┌──
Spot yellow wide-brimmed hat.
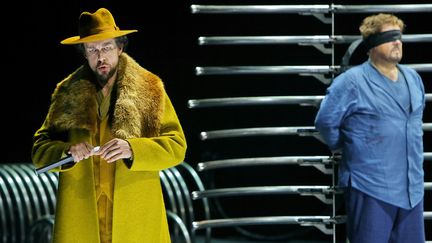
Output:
[60,8,137,45]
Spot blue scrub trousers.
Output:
[345,187,425,243]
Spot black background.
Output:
[0,0,432,240]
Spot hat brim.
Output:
[60,30,138,45]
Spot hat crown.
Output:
[60,8,137,45]
[78,8,119,38]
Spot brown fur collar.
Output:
[46,53,165,139]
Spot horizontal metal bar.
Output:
[195,63,432,76]
[188,95,324,109]
[200,126,318,140]
[197,156,336,171]
[332,4,432,14]
[191,4,432,14]
[195,65,337,75]
[198,34,432,45]
[191,4,330,14]
[188,94,432,109]
[192,216,346,235]
[192,186,342,200]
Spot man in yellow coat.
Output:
[32,8,186,243]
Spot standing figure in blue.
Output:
[315,13,425,243]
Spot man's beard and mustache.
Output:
[93,64,117,87]
[391,46,402,63]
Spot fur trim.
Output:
[47,53,165,139]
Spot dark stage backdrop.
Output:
[0,0,432,240]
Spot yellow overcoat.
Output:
[32,53,186,243]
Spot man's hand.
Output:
[95,138,132,163]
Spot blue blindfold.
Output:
[363,30,402,50]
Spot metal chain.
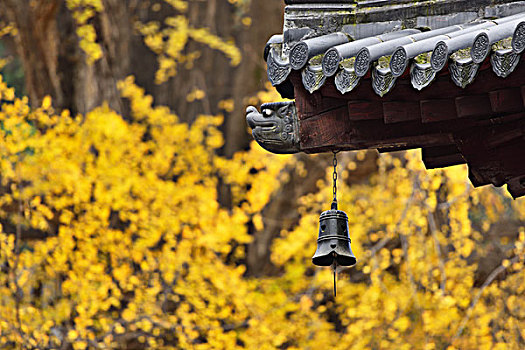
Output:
[332,151,337,202]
└──
What is asked
Rewrite every line of the items above, including the "Spot" lines and the "Output:" lines. Add 127 to each bounding-box coordinate in the answers, and leave out the picture lines.

Written response
Spot yellow wide-brimmed hat.
Output:
[187,135,264,172]
Spot blue scrub trousers.
Output:
[472,314,552,370]
Spot black background.
Output:
[127,127,559,367]
Spot hat brim.
Output:
[187,157,265,172]
Spot hat crown.
Output:
[187,135,264,172]
[205,135,246,165]
Spot brown fur collar.
Output:
[173,180,292,266]
Spot horizontal metal bar.
Output:
[322,190,559,203]
[315,222,451,236]
[327,253,445,267]
[324,283,463,298]
[459,131,559,141]
[318,131,559,141]
[322,192,464,202]
[325,161,559,172]
[318,131,457,141]
[315,221,559,236]
[319,343,473,362]
[319,313,469,327]
Spot man in yellow coat.
Output:
[159,135,313,370]
Spot standing figure in blue.
Output:
[442,140,552,370]
Spot man's beard and mustache.
Output:
[220,191,244,214]
[518,173,529,190]
Spot fur trim.
Output:
[174,180,292,266]
Spot dark stage backdrop.
Output:
[127,127,559,367]
Spot yellow overcoat.
Output:
[159,180,313,370]
Spot man's hand.
Output:
[222,265,259,290]
Spot blue blindfold.
Output:
[490,157,529,177]
Spot metal chain.
Output:
[459,278,464,329]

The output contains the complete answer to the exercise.